TASK REQUIREMENTS: Out of the records below, copy all lines in which the word "head" occurs.

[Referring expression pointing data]
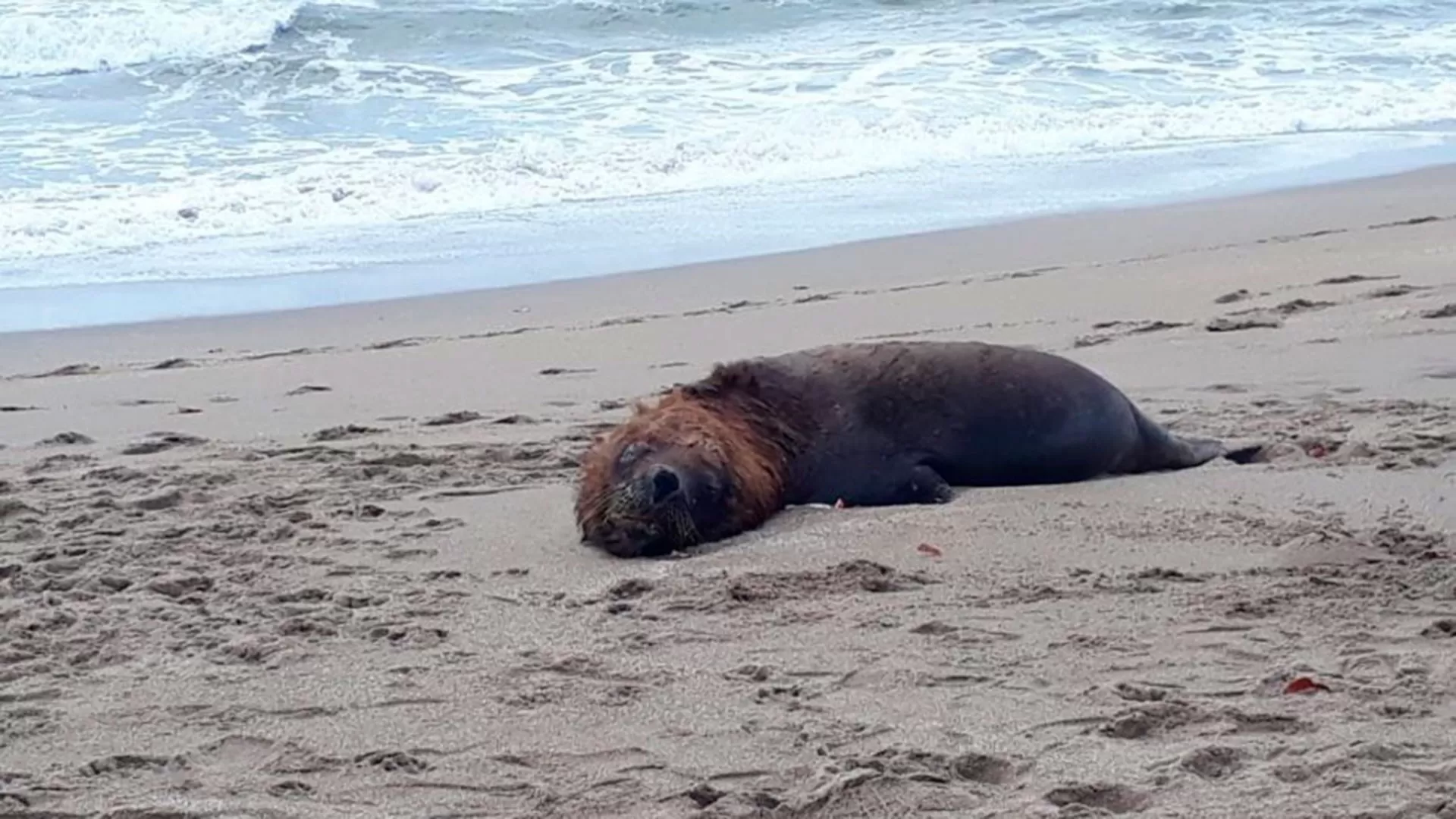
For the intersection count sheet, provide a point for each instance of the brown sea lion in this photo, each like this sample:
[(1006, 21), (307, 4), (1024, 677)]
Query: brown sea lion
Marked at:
[(867, 425)]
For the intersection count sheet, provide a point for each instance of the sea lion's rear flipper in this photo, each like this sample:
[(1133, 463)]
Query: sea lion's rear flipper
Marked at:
[(1166, 450)]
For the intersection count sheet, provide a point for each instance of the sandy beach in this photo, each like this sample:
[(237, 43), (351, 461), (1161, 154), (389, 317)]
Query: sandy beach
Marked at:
[(322, 563)]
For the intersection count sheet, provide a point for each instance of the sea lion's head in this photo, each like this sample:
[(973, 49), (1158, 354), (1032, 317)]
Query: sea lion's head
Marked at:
[(676, 475), (661, 497)]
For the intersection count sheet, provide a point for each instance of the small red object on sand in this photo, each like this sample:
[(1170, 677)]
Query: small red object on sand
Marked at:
[(1304, 684)]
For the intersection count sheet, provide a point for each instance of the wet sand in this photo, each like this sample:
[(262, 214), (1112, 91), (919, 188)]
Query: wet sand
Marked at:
[(322, 563)]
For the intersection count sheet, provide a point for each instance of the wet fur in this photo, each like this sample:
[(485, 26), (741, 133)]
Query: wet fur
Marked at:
[(870, 425)]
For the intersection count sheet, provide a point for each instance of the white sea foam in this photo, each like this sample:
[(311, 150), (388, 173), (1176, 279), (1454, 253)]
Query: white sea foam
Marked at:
[(328, 134), (53, 37)]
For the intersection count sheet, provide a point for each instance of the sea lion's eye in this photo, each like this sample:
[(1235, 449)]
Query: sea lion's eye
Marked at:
[(632, 452)]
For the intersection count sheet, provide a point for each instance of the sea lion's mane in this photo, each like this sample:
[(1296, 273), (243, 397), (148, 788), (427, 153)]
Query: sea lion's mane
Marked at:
[(724, 422)]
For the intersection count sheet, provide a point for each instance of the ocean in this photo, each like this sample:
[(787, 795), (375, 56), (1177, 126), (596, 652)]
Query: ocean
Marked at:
[(165, 158)]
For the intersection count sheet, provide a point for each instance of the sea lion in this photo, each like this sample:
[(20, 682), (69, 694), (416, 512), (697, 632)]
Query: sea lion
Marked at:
[(867, 425)]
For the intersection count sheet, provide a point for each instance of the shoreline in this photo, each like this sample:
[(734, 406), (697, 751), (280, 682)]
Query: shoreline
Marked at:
[(99, 305)]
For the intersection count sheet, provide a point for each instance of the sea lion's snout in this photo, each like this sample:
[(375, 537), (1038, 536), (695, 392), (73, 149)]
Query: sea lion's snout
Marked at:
[(666, 484)]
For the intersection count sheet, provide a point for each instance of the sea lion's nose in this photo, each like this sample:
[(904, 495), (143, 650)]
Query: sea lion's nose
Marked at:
[(664, 484)]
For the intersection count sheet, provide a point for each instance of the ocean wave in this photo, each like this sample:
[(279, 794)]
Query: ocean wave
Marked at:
[(92, 36), (389, 183)]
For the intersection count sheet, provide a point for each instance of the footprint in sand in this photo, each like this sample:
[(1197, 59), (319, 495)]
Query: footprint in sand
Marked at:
[(309, 388), (172, 365), (67, 439), (1248, 321)]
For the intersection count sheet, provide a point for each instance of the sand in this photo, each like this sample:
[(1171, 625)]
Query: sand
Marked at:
[(322, 563)]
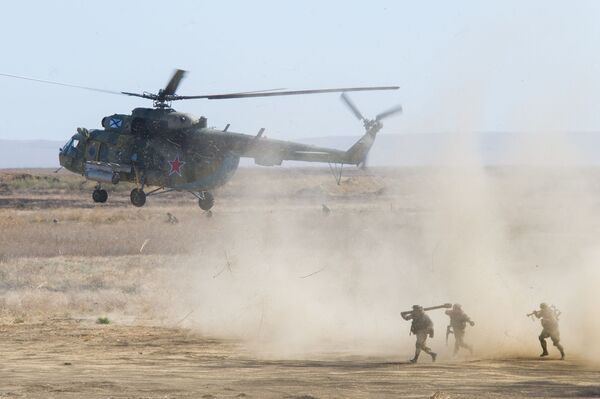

TASK OUTPUT:
For the intersection count sheet, provide a point for each instance of the sea lion's head in this photo, each like this sample:
Query: sea lion's head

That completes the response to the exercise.